## Objective
Copy every row below verbatim.

## Entries provided
########

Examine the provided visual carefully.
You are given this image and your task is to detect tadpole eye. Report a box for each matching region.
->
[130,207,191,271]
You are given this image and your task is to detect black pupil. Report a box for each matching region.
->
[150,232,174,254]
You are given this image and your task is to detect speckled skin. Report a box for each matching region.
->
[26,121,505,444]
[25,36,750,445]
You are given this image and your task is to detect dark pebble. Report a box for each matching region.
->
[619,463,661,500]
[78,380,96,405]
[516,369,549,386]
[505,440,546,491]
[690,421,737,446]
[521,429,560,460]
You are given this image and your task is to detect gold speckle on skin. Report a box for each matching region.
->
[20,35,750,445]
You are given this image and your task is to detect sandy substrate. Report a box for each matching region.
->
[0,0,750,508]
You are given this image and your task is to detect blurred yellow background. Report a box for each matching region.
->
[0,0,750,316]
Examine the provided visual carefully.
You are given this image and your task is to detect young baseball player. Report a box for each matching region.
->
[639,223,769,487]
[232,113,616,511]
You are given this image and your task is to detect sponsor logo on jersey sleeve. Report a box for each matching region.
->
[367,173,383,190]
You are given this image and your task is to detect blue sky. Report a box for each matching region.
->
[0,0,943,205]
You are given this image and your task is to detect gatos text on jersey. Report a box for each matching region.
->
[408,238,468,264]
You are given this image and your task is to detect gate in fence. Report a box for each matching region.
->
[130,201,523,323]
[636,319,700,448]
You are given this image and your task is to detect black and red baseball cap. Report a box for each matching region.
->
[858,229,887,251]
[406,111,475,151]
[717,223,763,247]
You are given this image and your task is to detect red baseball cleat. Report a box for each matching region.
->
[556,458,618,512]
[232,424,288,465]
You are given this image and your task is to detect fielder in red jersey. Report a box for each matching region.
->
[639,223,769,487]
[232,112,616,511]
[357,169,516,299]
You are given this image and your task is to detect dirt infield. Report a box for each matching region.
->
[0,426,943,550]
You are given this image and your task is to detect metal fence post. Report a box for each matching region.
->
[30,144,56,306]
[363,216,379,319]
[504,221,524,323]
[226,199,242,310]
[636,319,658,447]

########

## Correct answer
Examine the provided visual carefully.
You are given this image and your task is to detect tadpole eye. Report a box for each matching region.
->
[130,207,191,271]
You are given this image and your task is to detect black pupil. Report a box for each matching region.
->
[150,232,174,254]
You are given this image and your task is to detect speckled skin. Report a box for each matching region.
->
[26,121,505,444]
[25,36,750,445]
You are given this image and your task is to detect dark pebble. Report a box for each matching region.
->
[619,463,661,500]
[78,380,96,405]
[516,369,549,386]
[505,440,546,491]
[690,421,737,446]
[521,429,560,460]
You are given this image and your task is to detect gold speckle on skin. Report a box for each matching region.
->
[20,35,750,445]
You are given this image and your task is to detect sandy substrate. Report a box for each matching region.
->
[0,0,750,508]
You are given this image and your task is to detect blurred yellow background. Report a box for each matching region.
->
[0,0,750,316]
Examine the provided visual carefully.
You are given this image and your task is to detect young baseball player. Report a box for each matching region.
->
[639,223,769,487]
[232,113,616,511]
You are given this image and your task is to detect sponsor logo on jersey sleeve. Report a box for each matching region.
->
[367,173,383,190]
You are given this image and your task is to detect blue sky. Report a box for each matching region.
->
[0,0,943,205]
You are given this image and your task is to detect gatos text on jersey. Report a box for each matching region.
->
[408,238,468,264]
You are given this image and your task is to detect gate in fence. Report a box for each matching region.
->
[130,201,523,323]
[636,319,700,448]
You are given this image and your task is to detect black and red baseball cap. Report a box for each matching region.
->
[858,229,887,251]
[406,111,475,151]
[717,223,763,247]
You are given this image and your task is to detect red baseball cleat. Report a box for each matching region.
->
[556,458,618,512]
[232,424,288,465]
You are given this image and your task is to detect fielder in red jersey. Report a box for each matching region.
->
[639,223,769,487]
[232,112,616,511]
[357,169,516,299]
You are given this image and your task is to detect dirt infield. Report a box for each matching region.
->
[0,426,943,550]
You are given this image and your task is to detect metal fence post. Report a box for each matching region.
->
[30,144,56,306]
[363,216,379,319]
[504,221,524,323]
[226,199,242,310]
[636,319,658,447]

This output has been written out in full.